What is needed
Copy out each line of the listing below word for word, without any changes.

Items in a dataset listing
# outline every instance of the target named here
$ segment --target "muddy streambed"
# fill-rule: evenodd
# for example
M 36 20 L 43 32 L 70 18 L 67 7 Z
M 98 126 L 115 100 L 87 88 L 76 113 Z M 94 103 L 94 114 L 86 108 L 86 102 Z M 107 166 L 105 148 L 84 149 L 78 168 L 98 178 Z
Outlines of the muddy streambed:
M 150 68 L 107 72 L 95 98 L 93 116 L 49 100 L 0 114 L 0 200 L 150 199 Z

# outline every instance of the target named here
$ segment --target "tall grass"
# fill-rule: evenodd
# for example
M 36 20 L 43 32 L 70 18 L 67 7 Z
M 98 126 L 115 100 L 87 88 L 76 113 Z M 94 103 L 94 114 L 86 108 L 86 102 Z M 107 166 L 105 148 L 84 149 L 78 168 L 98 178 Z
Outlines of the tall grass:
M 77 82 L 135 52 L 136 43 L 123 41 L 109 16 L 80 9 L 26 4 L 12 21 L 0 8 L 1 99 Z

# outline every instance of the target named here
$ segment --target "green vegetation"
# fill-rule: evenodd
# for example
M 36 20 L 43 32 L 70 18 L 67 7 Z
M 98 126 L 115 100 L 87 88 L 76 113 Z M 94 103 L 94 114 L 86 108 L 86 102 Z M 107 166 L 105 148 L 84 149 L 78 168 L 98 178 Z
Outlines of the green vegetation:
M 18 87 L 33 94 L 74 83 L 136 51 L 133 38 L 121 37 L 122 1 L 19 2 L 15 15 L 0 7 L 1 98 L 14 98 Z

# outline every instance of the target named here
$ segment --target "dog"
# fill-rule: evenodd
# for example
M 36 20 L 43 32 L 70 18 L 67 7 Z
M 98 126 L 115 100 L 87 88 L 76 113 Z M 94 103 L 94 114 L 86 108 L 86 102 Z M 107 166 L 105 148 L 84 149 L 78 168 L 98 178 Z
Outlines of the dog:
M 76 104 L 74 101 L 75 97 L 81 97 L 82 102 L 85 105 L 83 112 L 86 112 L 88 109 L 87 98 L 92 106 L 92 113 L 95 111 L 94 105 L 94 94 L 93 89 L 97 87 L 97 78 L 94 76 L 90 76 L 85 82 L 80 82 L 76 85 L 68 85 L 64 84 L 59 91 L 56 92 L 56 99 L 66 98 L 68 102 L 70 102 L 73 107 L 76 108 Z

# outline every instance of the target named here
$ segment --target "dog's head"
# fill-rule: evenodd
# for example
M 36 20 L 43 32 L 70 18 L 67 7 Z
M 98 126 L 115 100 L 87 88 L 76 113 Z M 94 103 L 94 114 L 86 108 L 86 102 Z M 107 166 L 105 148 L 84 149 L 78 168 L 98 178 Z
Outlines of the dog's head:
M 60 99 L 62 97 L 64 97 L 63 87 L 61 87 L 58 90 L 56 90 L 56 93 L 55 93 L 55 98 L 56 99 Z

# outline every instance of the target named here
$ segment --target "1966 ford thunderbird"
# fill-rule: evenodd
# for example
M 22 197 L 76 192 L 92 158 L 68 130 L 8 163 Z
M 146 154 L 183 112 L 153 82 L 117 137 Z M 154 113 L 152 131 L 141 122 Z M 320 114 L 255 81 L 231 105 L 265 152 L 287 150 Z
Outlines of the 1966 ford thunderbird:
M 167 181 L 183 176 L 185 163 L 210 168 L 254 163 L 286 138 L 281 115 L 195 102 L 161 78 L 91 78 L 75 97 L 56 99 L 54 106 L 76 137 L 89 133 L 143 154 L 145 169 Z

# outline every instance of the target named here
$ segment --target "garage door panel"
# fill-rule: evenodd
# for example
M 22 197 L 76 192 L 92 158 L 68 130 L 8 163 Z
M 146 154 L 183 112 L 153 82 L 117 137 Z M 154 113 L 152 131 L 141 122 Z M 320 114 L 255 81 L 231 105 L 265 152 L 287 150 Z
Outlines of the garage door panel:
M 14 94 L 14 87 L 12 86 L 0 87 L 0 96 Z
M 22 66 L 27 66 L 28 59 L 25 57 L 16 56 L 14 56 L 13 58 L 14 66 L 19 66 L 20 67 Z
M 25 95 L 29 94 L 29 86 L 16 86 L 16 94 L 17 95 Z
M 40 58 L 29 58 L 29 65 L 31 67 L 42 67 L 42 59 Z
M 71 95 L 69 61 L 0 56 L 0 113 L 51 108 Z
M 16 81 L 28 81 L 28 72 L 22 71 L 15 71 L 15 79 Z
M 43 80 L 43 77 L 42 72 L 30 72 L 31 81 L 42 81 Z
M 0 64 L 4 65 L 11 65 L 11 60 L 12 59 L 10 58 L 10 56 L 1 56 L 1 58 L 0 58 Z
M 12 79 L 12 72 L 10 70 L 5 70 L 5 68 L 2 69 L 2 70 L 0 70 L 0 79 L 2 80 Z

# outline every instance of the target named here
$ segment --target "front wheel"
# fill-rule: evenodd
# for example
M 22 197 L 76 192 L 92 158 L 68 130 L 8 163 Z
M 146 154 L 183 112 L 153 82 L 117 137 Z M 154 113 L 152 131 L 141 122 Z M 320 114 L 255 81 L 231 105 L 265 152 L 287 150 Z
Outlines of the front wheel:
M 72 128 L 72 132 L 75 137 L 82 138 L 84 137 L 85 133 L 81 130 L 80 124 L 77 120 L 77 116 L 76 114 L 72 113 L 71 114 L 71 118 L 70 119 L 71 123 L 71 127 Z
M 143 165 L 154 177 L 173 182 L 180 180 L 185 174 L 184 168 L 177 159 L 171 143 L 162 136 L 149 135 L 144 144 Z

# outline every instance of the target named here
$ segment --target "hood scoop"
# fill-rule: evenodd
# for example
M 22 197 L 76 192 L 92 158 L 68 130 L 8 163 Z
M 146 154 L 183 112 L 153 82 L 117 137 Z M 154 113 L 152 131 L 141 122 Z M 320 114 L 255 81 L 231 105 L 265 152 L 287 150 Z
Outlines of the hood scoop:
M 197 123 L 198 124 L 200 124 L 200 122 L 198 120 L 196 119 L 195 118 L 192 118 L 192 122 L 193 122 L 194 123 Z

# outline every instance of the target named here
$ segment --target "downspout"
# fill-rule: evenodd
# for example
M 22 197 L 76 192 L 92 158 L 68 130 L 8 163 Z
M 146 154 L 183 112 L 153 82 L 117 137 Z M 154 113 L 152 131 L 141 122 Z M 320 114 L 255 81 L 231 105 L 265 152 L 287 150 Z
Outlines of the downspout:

Written response
# outline every instance of the target named here
$ segment --target "muddy streambed"
# fill-rule: evenodd
# for example
M 36 20 L 43 32 L 70 18 L 67 7 Z
M 98 126 L 115 100 L 87 88 L 76 113 Z M 94 103 L 94 114 L 86 108 L 86 102 Z M 107 166 L 105 148 L 84 149 L 78 168 L 98 178 Z
Outlines of the muddy streambed:
M 150 68 L 107 72 L 95 98 L 93 116 L 49 100 L 0 114 L 0 200 L 150 199 Z

# outline every instance of the target named here
$ segment --target "tall grass"
# fill-rule: evenodd
# for example
M 36 20 L 43 32 L 70 18 L 67 7 Z
M 98 126 L 115 100 L 87 88 L 76 113 Z M 94 103 L 94 114 L 86 108 L 86 102 Z M 107 166 L 105 148 L 84 149 L 78 168 L 98 178 Z
Outlines of the tall grass:
M 77 82 L 135 52 L 136 43 L 123 41 L 109 16 L 80 9 L 26 4 L 12 21 L 0 8 L 1 99 Z

# outline every instance of the target named here
$ segment --target "green vegetation"
# fill-rule: evenodd
# for example
M 36 20 L 43 32 L 70 18 L 67 7 Z
M 98 126 L 115 100 L 87 88 L 76 113 Z M 94 103 L 94 114 L 86 108 L 86 102 Z M 107 166 L 105 148 L 84 149 L 78 168 L 98 178 Z
Outlines of the green vegetation:
M 18 87 L 33 94 L 74 83 L 136 51 L 133 38 L 121 37 L 122 1 L 19 2 L 15 15 L 0 7 L 1 98 L 14 98 Z

# outline every instance of the target named here
$ segment --target "dog"
# fill-rule: evenodd
# for example
M 36 20 L 43 32 L 70 18 L 67 7 Z
M 98 126 L 115 100 L 87 88 L 76 113 Z M 94 103 L 94 114 L 86 108 L 86 102 Z M 107 166 L 105 148 L 84 149 L 78 168 L 98 178 Z
Outlines of the dog:
M 76 104 L 74 101 L 75 97 L 81 97 L 82 102 L 85 105 L 83 112 L 86 112 L 88 109 L 87 98 L 92 106 L 92 113 L 95 111 L 94 105 L 94 94 L 93 89 L 97 87 L 97 78 L 94 76 L 90 76 L 85 82 L 80 82 L 76 85 L 68 85 L 64 84 L 59 91 L 56 92 L 56 99 L 66 98 L 68 102 L 70 102 L 73 107 L 76 108 Z

# outline every instance of the target named here
$ segment --target "dog's head"
# fill-rule: evenodd
# for example
M 36 20 L 43 32 L 70 18 L 67 7 Z
M 98 126 L 115 100 L 87 88 L 76 113 Z M 94 103 L 94 114 L 86 108 L 86 102 Z M 107 166 L 105 148 L 84 149 L 78 168 L 98 178 Z
Outlines of the dog's head:
M 60 99 L 62 97 L 64 97 L 63 87 L 61 87 L 58 90 L 56 90 L 56 93 L 55 93 L 55 98 L 56 99 Z

# outline every instance of the target named here
$ segment --target "1966 ford thunderbird"
# fill-rule: evenodd
# for example
M 22 197 L 76 192 L 92 158 L 68 130 L 8 163 Z
M 146 154 L 183 112 L 153 82 L 117 137 Z M 154 113 L 152 131 L 141 122 Z M 320 114 L 255 81 L 231 105 L 265 152 L 287 150 Z
Outlines of the 1966 ford thunderbird:
M 167 181 L 183 176 L 185 163 L 210 168 L 254 163 L 286 138 L 281 115 L 195 102 L 161 78 L 91 78 L 75 97 L 56 99 L 54 106 L 76 137 L 89 133 L 143 154 L 145 169 Z

# outline every instance of the target named here
$ segment --target "garage door panel"
# fill-rule: evenodd
# for example
M 22 197 L 76 192 L 92 158 L 68 130 L 8 163 Z
M 146 154 L 183 112 L 153 82 L 117 137 Z M 154 113 L 152 131 L 141 122 Z M 320 114 L 255 81 L 231 105 L 265 152 L 287 150 Z
Outlines of the garage door panel:
M 14 94 L 14 87 L 12 86 L 0 87 L 0 96 Z
M 22 66 L 27 66 L 28 59 L 25 57 L 16 56 L 14 56 L 13 58 L 14 66 L 19 66 L 20 67 Z
M 25 95 L 29 94 L 29 86 L 16 86 L 16 94 L 17 95 Z
M 40 58 L 29 58 L 29 65 L 31 67 L 42 67 L 42 59 Z
M 71 95 L 69 61 L 0 56 L 0 113 L 51 108 Z
M 16 81 L 28 81 L 28 72 L 22 71 L 15 71 L 15 79 Z
M 43 80 L 43 77 L 42 72 L 30 72 L 31 81 L 42 81 Z
M 0 64 L 4 65 L 11 65 L 11 60 L 12 59 L 10 58 L 10 56 L 1 56 L 1 58 L 0 58 Z
M 12 79 L 12 72 L 10 70 L 5 70 L 5 68 L 2 69 L 2 70 L 0 70 L 0 79 L 2 80 Z

# outline every instance of the target named here
$ segment --target "front wheel"
# fill-rule: evenodd
# for example
M 22 197 L 76 192 L 92 158 L 68 130 L 8 163 Z
M 146 154 L 183 112 L 153 82 L 117 137 Z M 154 113 L 152 131 L 141 122 Z M 320 114 L 255 81 L 231 105 L 265 152 L 287 150 Z
Outlines of the front wheel:
M 72 128 L 72 132 L 75 137 L 82 138 L 84 137 L 85 133 L 81 130 L 80 124 L 77 120 L 77 116 L 76 114 L 72 113 L 71 114 L 71 118 L 70 119 L 71 123 L 71 127 Z
M 143 165 L 154 177 L 173 182 L 180 180 L 185 174 L 184 168 L 177 159 L 171 143 L 162 136 L 149 135 L 144 144 Z

# outline every instance of the target named here
$ segment --target "hood scoop"
# fill-rule: evenodd
# for example
M 22 197 L 76 192 L 92 158 L 68 130 L 8 163 Z
M 146 154 L 183 112 L 153 82 L 117 137 Z M 154 113 L 152 131 L 141 122 Z M 320 114 L 255 81 L 231 105 L 265 152 L 287 150 Z
Outlines of the hood scoop:
M 197 123 L 198 124 L 200 124 L 200 122 L 198 120 L 196 119 L 195 118 L 192 118 L 192 122 L 193 122 L 194 123 Z

# outline every instance of the target named here
$ segment --target "downspout"
# fill-rule: evenodd
# for example
M 22 197 L 76 192 L 92 158 L 68 130 L 8 163 Z
M 146 154 L 183 112 L 153 82 L 117 137 Z M 154 113 L 152 131 L 141 122 Z M 320 114 L 255 81 L 231 105 L 265 152 L 287 150 Z
Outlines of the downspout:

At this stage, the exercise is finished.